Task prompt –
Please copy out every line of the items below word for word, leaving out the pictures.

Exercise input –
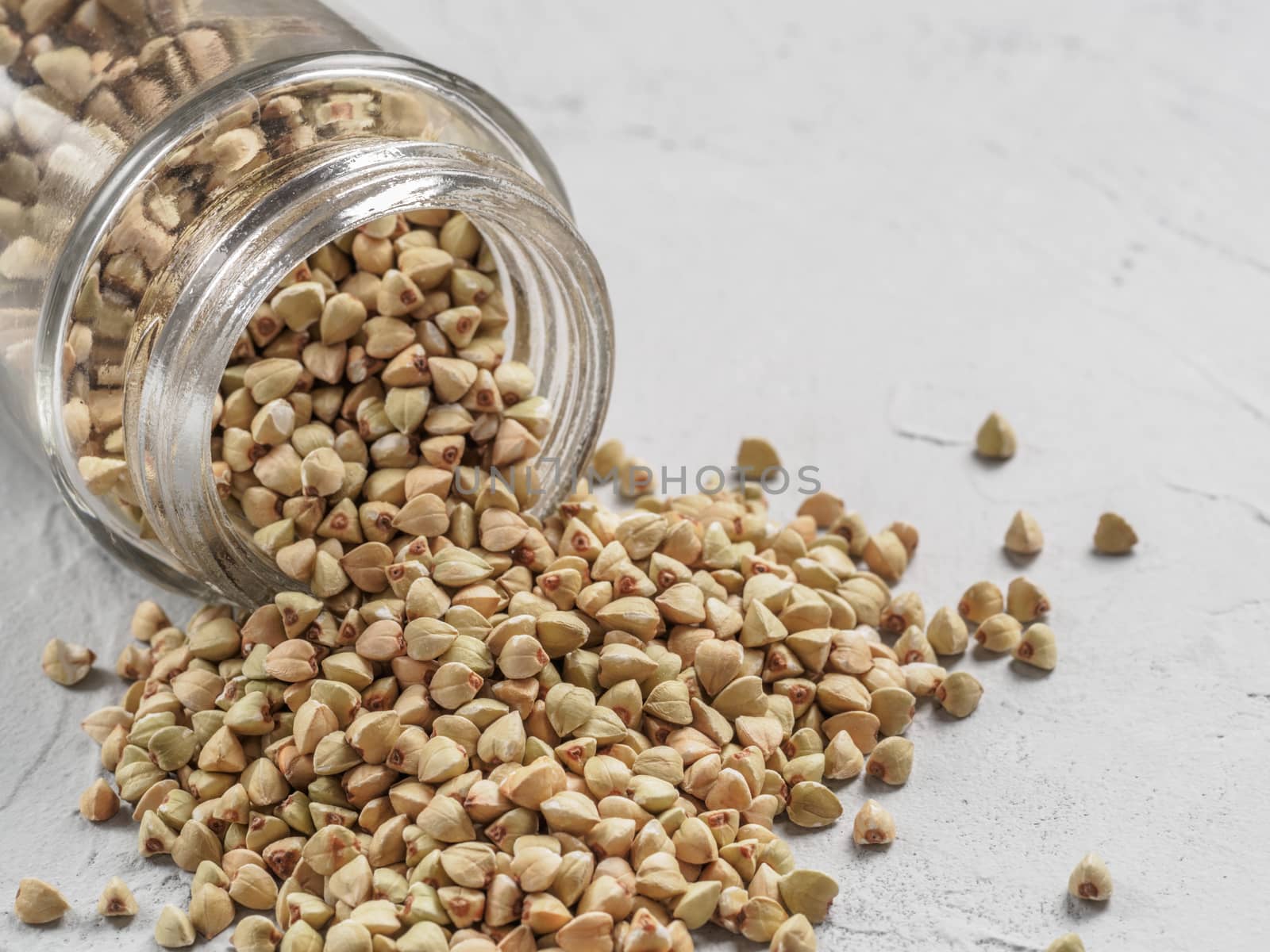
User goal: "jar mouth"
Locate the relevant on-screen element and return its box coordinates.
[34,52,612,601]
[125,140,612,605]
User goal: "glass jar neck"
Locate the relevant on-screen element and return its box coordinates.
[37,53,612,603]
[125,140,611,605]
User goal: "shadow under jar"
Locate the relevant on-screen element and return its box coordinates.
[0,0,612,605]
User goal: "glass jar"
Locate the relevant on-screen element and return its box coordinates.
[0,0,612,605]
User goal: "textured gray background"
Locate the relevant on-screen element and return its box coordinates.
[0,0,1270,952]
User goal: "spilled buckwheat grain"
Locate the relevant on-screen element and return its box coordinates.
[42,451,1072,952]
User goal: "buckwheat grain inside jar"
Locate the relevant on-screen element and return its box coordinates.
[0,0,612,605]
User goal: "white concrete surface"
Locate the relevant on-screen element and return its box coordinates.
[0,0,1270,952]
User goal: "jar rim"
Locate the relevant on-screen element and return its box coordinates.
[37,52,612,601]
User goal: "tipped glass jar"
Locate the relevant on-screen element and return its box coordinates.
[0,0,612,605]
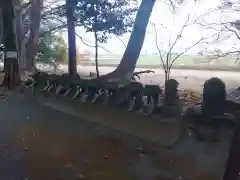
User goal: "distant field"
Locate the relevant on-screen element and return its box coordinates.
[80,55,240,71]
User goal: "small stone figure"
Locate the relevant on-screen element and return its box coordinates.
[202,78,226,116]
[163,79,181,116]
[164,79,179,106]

Output for this task –
User goal: "jar mouth"
Locate the relevant on-screen element and return its box coordinates.
[34,52,612,601]
[125,140,612,605]
User goal: "glass jar neck"
Locate the relevant on-screen element and return its box coordinates.
[37,53,612,603]
[125,140,611,605]
User goal: "shadow under jar"
Locate the relevant on-screen element and return its box coordinates.
[0,0,612,605]
User goal: "glass jar"
Locate the relevant on-screen element and return its box coordinates.
[0,0,612,605]
User goal: "textured gray background"
Locate the relevant on-screen element and return its box coordinates.
[0,0,1270,952]
User goal: "spilled buckwheat grain"
Locate the relevant on-screen element and return its box coordinates.
[42,451,1072,952]
User goal: "buckwheat grain inside jar"
Locate the relevant on-screen element and return its box coordinates.
[0,0,612,605]
User goal: "white concrete surface"
Locate the relevant on-screen element and return its box coordinates.
[0,0,1270,952]
User goal: "jar rim"
Locate the relevant on-screen element and return its box coordinates.
[37,52,612,601]
User goal: "tipped glass jar"
Locate the relevant on-screen element and return its box coordinates.
[0,0,612,605]
User goal: "distant field"
Locate the relevant on-screen element and return its box coordinates.
[80,55,240,71]
User goal: "small stone figure"
Locate the relevant on-screen element and return its box coordinates.
[202,78,226,116]
[163,79,181,116]
[164,79,179,106]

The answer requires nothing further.